• [Records to use]
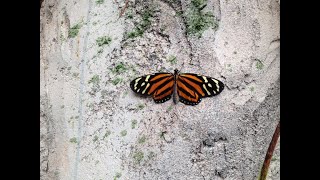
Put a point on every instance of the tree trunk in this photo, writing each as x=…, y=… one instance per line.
x=94, y=127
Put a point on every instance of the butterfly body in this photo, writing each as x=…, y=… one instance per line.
x=187, y=88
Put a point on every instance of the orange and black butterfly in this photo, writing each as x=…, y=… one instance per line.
x=189, y=87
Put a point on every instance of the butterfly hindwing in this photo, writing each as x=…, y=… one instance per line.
x=160, y=85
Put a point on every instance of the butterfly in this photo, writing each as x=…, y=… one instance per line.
x=188, y=88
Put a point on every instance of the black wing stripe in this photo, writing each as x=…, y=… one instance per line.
x=190, y=86
x=210, y=86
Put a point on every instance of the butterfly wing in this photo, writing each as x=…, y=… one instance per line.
x=192, y=87
x=159, y=85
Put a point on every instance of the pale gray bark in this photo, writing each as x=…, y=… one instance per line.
x=95, y=128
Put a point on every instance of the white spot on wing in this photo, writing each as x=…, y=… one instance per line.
x=204, y=87
x=217, y=84
x=205, y=79
x=136, y=83
x=146, y=88
x=147, y=78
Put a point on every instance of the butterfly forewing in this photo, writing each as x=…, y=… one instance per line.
x=160, y=85
x=193, y=87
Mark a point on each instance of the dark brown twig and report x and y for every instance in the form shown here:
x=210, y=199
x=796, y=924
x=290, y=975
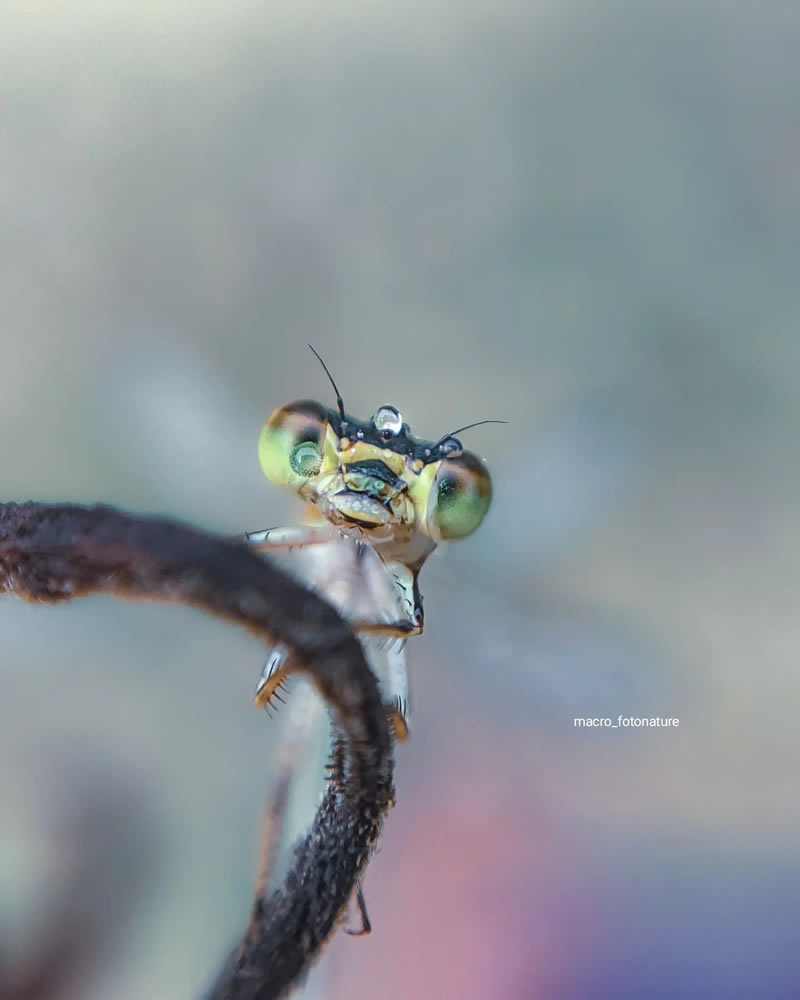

• [How to complete this task] Each of the entries above must be output exactly, with none of the pictures.

• [Expected answer]
Put a point on every instance of the tree trunk in this photo, writing each as x=…, y=… one instance per line.
x=94, y=127
Put a point on every instance of the butterfly body in this photo, writing each as x=…, y=… one instance per line.
x=187, y=88
Put a point on every instance of the orange and black butterfly in this photo, writing each as x=…, y=… one instance per line.
x=189, y=87
Put a point on every instance of the butterfly hindwing in this photo, writing each as x=…, y=… one instance per line.
x=160, y=85
Put a point on every instance of the butterfly in this photo, writing each as x=…, y=… one instance per line.
x=188, y=88
Put a point on every instance of the black wing stripe in this photo, writing each as x=…, y=… one instance per line.
x=190, y=86
x=210, y=86
Put a point on every instance of the butterfly wing in this photo, writing each as x=…, y=… one instance per line.
x=192, y=87
x=159, y=85
Put a point on every instance of the pale gray bark in this photo, writing each as x=…, y=… one instance per line.
x=95, y=128
Put a point on every instance of the white spot on wing in this photo, writing each as x=…, y=… one instance per line.
x=204, y=87
x=217, y=84
x=205, y=79
x=136, y=83
x=146, y=88
x=147, y=78
Put a point on every instance of the butterfly forewing in this photo, writing each as x=…, y=… one instance per line.
x=160, y=85
x=193, y=87
Mark a point on each instance of the dark brown twig and report x and y for every instance in the form shown here:
x=210, y=199
x=796, y=924
x=290, y=975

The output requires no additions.